- PROBLEM TO SOLVE: Treat the line containing "Question. The photo above holds the blue carpeted" as the first line and the final line of the material below as the last; reproduce that range exactly.

- Object pointing dataset rows:
%%

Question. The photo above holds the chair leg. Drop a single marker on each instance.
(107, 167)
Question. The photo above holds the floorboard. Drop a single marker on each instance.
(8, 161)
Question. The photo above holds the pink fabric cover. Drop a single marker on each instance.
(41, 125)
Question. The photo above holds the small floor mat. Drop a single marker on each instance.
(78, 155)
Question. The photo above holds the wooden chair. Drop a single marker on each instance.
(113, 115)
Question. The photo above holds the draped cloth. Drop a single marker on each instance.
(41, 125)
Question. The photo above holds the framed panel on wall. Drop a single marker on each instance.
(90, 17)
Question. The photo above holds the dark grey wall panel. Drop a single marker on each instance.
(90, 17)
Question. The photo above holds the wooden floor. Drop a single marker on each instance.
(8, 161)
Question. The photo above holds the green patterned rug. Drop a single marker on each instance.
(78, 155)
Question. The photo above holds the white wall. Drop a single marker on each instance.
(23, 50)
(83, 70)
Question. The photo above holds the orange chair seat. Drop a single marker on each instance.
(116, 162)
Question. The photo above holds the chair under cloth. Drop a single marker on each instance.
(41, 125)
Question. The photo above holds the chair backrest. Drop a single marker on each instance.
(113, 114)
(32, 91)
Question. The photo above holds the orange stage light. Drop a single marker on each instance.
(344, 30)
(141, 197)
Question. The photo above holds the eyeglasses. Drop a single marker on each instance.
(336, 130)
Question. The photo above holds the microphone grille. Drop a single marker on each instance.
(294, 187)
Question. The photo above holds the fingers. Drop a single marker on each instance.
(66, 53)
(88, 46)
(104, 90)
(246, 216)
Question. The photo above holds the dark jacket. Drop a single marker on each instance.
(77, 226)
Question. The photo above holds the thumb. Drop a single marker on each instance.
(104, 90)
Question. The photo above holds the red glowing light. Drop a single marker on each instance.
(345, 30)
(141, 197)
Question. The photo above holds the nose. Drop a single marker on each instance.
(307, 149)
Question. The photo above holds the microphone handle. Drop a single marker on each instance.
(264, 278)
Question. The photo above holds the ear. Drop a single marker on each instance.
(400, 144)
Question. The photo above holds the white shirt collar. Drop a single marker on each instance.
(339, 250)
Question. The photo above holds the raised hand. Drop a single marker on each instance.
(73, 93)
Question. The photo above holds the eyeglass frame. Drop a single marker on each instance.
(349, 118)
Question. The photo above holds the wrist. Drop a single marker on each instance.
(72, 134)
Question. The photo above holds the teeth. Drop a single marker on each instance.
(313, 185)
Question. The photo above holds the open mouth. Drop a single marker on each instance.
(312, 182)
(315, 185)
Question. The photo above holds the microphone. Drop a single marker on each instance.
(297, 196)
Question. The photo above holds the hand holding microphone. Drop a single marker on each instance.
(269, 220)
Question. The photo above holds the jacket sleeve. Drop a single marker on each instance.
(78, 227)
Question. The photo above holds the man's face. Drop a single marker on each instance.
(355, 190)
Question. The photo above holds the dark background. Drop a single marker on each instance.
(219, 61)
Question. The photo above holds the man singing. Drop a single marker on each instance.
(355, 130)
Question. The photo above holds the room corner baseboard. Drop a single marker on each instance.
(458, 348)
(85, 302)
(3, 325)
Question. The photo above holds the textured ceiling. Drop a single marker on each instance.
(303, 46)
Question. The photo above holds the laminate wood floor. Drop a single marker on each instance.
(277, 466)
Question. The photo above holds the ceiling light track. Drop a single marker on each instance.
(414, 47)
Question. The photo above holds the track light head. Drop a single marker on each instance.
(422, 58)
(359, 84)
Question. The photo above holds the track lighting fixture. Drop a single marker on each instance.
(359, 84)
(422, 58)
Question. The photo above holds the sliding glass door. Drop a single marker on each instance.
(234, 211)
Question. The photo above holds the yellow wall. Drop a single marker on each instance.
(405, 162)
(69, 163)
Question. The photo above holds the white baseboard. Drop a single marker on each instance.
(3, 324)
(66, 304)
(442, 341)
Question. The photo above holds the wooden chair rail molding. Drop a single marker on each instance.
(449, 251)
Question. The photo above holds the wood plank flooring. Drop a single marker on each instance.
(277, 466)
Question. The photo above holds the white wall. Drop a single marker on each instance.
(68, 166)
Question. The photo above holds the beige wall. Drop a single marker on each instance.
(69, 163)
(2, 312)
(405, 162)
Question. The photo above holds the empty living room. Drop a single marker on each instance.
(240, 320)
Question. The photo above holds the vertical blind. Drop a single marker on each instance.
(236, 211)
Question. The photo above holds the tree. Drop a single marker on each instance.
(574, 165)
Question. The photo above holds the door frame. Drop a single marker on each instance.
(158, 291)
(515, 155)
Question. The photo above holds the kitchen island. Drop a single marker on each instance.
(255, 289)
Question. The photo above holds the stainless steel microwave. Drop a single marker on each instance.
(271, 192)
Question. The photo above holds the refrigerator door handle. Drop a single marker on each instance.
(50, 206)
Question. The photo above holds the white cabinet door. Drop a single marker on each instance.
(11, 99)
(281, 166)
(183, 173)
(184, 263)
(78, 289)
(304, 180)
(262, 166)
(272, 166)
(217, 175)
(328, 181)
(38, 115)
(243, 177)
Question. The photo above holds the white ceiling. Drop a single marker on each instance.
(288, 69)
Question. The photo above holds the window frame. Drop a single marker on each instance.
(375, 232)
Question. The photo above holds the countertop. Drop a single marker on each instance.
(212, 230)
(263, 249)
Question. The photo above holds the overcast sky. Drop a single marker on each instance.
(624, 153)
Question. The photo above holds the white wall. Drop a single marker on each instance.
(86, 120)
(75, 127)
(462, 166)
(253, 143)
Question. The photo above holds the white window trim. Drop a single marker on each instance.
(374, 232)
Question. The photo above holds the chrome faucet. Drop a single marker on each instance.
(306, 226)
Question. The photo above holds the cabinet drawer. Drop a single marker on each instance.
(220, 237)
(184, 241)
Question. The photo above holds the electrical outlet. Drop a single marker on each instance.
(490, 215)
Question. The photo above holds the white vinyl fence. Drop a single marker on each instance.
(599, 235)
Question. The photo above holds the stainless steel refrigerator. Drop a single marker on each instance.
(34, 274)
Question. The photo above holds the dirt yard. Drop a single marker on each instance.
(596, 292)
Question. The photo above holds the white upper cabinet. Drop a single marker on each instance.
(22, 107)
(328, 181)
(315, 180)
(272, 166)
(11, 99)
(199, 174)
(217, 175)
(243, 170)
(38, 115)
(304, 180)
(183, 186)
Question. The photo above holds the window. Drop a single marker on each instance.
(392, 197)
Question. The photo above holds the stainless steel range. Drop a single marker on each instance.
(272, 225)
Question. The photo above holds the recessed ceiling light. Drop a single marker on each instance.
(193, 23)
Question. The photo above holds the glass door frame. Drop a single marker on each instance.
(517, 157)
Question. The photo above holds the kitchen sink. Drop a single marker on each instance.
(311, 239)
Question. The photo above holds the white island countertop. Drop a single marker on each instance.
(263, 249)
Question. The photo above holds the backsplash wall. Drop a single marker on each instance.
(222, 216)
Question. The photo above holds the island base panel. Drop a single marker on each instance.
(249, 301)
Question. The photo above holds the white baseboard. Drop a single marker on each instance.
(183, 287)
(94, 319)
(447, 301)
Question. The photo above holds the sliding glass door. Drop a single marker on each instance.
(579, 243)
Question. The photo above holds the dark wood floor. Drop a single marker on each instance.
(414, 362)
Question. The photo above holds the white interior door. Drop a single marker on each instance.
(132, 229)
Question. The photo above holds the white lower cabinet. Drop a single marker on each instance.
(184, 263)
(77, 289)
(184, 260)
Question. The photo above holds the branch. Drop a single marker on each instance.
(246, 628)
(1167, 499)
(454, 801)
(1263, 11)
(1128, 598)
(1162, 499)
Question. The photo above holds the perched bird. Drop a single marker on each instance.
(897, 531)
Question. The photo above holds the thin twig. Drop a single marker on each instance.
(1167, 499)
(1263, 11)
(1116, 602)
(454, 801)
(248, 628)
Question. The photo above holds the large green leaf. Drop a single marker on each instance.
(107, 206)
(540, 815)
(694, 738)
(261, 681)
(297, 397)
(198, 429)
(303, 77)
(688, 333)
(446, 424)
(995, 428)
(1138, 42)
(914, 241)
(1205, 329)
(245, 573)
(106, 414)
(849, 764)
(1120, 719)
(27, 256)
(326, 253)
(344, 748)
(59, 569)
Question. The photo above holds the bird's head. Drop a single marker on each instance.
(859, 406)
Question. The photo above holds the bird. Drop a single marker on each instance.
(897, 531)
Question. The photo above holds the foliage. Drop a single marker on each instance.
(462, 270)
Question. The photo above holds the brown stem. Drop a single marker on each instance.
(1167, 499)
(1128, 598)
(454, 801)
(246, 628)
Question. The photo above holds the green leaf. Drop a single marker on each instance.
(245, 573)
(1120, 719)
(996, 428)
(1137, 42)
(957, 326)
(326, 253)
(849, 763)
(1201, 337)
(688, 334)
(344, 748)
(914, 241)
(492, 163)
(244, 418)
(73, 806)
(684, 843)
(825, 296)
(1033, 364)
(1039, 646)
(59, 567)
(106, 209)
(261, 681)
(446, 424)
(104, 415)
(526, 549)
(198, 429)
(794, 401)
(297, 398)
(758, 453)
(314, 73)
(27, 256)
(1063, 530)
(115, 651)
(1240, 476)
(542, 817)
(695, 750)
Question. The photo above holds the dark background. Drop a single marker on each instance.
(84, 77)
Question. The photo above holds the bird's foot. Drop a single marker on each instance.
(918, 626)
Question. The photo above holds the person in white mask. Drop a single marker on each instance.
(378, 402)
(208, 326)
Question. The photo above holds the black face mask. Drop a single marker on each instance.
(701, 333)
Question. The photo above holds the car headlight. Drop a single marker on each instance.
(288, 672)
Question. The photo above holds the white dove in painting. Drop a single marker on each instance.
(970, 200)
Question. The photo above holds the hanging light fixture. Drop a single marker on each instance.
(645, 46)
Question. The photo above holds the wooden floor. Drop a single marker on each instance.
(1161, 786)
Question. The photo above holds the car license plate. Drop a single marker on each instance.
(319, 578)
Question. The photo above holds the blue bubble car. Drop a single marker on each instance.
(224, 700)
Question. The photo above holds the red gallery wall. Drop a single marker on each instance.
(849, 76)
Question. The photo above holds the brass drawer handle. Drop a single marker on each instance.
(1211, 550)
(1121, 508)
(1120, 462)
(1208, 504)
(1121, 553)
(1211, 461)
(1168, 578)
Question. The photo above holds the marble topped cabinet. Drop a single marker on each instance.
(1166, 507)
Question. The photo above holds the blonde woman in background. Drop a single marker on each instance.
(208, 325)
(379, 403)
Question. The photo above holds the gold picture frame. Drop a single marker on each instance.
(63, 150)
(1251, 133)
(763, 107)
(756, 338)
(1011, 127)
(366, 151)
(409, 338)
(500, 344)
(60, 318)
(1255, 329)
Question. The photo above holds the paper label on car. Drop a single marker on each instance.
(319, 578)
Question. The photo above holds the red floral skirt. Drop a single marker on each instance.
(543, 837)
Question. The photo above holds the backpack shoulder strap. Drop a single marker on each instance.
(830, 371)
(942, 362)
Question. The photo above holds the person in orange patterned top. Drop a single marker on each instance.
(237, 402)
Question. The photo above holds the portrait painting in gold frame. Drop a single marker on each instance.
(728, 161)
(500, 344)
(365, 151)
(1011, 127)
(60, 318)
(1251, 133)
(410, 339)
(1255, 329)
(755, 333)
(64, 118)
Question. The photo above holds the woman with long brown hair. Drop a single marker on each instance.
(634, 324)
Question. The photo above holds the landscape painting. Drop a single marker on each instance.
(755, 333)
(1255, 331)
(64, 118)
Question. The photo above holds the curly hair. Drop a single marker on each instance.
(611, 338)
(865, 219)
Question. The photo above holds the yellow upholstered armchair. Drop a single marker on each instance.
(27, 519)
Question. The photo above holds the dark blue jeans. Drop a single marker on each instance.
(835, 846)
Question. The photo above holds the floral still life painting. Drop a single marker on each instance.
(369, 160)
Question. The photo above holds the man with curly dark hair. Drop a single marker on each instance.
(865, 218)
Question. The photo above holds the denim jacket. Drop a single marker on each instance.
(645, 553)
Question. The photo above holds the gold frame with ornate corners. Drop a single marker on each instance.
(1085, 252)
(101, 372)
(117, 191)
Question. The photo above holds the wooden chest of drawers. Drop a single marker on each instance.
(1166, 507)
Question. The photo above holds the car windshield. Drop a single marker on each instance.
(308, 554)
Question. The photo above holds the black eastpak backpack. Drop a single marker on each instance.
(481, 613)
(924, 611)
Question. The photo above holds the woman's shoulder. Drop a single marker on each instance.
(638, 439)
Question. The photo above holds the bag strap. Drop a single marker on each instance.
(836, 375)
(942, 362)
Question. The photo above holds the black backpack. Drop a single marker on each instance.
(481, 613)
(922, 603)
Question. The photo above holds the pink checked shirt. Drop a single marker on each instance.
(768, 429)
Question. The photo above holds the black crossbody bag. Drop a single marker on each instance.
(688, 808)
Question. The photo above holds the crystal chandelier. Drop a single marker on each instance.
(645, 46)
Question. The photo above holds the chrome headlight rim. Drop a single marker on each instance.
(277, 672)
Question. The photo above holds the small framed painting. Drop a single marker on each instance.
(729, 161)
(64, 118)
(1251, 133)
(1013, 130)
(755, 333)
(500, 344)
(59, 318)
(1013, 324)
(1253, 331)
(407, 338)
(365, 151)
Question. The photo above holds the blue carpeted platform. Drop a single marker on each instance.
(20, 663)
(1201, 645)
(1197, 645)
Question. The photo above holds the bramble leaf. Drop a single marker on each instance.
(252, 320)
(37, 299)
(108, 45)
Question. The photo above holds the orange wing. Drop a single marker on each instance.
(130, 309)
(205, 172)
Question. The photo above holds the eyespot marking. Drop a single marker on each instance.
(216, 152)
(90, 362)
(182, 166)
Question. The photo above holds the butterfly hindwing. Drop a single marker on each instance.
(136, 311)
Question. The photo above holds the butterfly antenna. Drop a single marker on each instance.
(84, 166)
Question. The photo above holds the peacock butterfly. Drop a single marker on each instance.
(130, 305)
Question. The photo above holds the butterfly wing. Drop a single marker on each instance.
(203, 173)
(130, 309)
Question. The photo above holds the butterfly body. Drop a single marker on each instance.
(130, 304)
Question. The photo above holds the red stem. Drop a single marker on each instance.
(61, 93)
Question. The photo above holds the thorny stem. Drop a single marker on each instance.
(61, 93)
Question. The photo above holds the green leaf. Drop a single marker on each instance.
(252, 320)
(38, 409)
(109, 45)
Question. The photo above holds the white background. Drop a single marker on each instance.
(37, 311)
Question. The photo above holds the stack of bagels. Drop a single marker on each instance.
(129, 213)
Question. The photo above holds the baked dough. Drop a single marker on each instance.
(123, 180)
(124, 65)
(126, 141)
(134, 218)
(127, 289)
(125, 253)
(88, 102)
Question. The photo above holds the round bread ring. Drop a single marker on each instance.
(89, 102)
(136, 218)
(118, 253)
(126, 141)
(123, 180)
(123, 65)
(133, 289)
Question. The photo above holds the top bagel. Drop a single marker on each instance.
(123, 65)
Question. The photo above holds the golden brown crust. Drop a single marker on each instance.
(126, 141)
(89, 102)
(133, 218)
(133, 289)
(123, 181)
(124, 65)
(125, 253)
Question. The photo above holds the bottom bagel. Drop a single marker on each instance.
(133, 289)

%%

- THE OUTPUT:
Question. The photo above holds the blue carpeted platform. Drop a single marker on each instance.
(20, 663)
(1201, 645)
(1197, 645)
Question. The photo above holds the bramble leaf. Drop a single marker on each instance.
(252, 320)
(37, 299)
(108, 45)
Question. The photo above holds the orange wing. Drop a single marker on each instance.
(130, 309)
(205, 172)
Question. The photo above holds the eyespot marking. Drop a single marker on each instance.
(216, 152)
(90, 362)
(182, 166)
Question. The photo above holds the butterfly hindwing. Drop a single marker on each instance.
(136, 311)
Question. The photo above holds the butterfly antenna. Drop a single marker on each instance.
(84, 166)
Question. The photo above holds the peacock butterfly. Drop a single marker on each instance.
(130, 305)
Question. The photo above holds the butterfly wing. Drop a single marker on each instance.
(203, 173)
(130, 309)
Question. The photo above holds the butterfly body. Drop a single marker on each instance.
(130, 304)
Question. The photo above holds the red stem. Drop a single marker on each instance.
(61, 93)
Question. The photo above holds the thorny stem. Drop a single marker on each instance.
(61, 93)
Question. The photo above holds the green leaf. Drop a single marker on each instance.
(252, 320)
(38, 409)
(109, 45)
Question. The photo above holds the white background. Drop a single marker on each instance.
(37, 311)
Question. The photo above holds the stack of bagels. Drop a single marker on each instance.
(129, 213)
Question. The photo above holds the baked dough. Drop a single marker on each instance.
(123, 180)
(124, 65)
(126, 141)
(134, 218)
(127, 289)
(125, 253)
(88, 102)
Question. The photo above holds the round bread ring. Drop a single marker on each instance.
(89, 102)
(136, 218)
(118, 253)
(126, 141)
(123, 180)
(123, 65)
(133, 289)
Question. The photo above holds the top bagel. Drop a single marker on each instance.
(123, 65)
Question. The photo above holds the golden brown crust. Drop a single marker on each instance.
(126, 141)
(89, 102)
(133, 218)
(133, 289)
(123, 181)
(124, 65)
(125, 253)
Question. The photo above holds the bottom bagel. Drop a single marker on each instance.
(133, 289)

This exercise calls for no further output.